### STUDY TEXT
BEGIN
Spanish Catholic prelate (1579–1655)

Fernando Andrade Sotomayor (1579 - 21 January 1655) was a Roman Catholic prelate who served as Archbishop of Santiago de Compostela (1645–1655), Archbishop (Personal Title) of Sigüenza (1640–1645), Archbishop of Burgos (1631–1640), and Bishop of Palencia (1628–1631).

==Biography==
Fernando Andrade Sotomayor was born in Vilagarcía de Arousa, Spain. On 29 May 1628, he was appointed during the papacy of Pope Urban VIII as Bishop of Palencia. On 10 September 1628, he was consecrated bishop by Diego Guzmán de Haros, Archbishop of Seville, with Luis Camargo Pacheco, Auxiliary Bishop of Seville, and Juan de la Sal, Auxiliary Bishop of Seville, serving as co-consecrators. On 10 November 1631, he was appointed during the papacy of Pope Urban VIII as Archbishop of Burgos. On 10 September 1640, he was appointed during the papacy of Pope Urban VIII as Archbishop (Personal Title) of Sigüenza. On 20 March 1645, he was appointed during the papacy of Pope Innocent X as Archbishop of Santiago de Compostela. He served as Archbishop of Santiago de Compostela until his death on 21 January 1655.
He was also Governor of Galicia between 1649 and 1652.

While bishop, he was the principal consecrator of Gonzalo Sánchez de Somoza Quiroga, Bishop of Mondoñedo (1639), and Juan Pérez de Vega, Bishop of Tui (1649).
END
### DATA SHOWN
BEGIN
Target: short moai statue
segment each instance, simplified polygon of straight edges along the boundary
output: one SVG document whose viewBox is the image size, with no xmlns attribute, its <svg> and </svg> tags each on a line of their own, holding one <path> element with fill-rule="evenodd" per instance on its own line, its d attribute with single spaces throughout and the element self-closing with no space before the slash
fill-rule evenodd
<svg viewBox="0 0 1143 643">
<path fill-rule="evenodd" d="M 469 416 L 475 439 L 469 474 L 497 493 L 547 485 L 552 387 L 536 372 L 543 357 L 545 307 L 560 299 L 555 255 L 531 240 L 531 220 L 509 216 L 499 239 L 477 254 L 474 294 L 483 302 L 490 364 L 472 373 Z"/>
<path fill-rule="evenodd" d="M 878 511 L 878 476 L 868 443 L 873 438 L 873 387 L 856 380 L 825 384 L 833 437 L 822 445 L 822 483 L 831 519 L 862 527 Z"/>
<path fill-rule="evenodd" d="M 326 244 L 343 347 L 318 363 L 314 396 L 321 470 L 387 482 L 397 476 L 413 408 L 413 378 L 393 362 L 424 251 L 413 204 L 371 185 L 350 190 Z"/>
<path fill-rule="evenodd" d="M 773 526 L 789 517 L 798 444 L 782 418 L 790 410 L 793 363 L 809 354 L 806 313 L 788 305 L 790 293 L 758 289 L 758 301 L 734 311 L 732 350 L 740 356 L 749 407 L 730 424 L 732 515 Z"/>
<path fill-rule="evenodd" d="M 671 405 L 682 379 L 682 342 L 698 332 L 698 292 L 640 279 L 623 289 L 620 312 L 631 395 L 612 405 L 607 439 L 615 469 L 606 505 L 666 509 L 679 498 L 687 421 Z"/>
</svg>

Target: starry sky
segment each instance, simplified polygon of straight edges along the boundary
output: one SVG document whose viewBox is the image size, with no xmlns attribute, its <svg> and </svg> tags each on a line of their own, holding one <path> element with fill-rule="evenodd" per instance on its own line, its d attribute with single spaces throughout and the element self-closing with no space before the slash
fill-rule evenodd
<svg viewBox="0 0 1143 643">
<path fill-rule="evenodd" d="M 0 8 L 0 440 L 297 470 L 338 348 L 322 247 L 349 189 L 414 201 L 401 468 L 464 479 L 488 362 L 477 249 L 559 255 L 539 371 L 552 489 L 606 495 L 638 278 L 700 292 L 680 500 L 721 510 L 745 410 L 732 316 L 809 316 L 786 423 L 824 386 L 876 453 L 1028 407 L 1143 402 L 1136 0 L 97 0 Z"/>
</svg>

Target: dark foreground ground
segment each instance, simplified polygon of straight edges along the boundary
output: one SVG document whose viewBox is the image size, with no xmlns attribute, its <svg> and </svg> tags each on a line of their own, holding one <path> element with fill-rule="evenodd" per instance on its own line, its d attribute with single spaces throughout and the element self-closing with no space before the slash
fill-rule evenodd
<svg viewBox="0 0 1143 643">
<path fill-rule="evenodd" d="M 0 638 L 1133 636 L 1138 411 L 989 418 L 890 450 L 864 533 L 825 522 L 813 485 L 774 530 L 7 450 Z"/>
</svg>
END
### EXERCISES
1 - From the biography of Fernando Andrade Sotomayor, reproduce the passage starting at "While bishop, he" and ending at "of Tui (1649).", swapping "principal consecrator" for "chief consecrator".
2 - Using the biography of Fernando Andrade Sotomayor, decide whether each statement agrees with it, and quote the words that settle each one: (a) He was born in Vilagarcía de Arousa. (b) He was appointed Archbishop of Santiago de Compostela during the papacy of Pope Urban VIII. (c) He was Governor of Galicia between 1649 and 1652.
The entries are not needed.

### ANSWERS BY ITEM NUMBER
1 -
While bishop, he was the chief consecrator of Gonzalo Sánchez de Somoza Quiroga, Bishop of Mondoñedo (1639), and Juan Pérez de Vega, Bishop of Tui (1649).

2 -
(a) Yes: "Fernando Andrade Sotomayor was born in Vilagarcía de Arousa, Spain."
(b) No: "On 20 March 1645, he was appointed during the papacy of Pope Innocent X as Archbishop of Santiago de Compostela."
(c) Yes: "He was also Governor of Galicia between 1649 and 1652."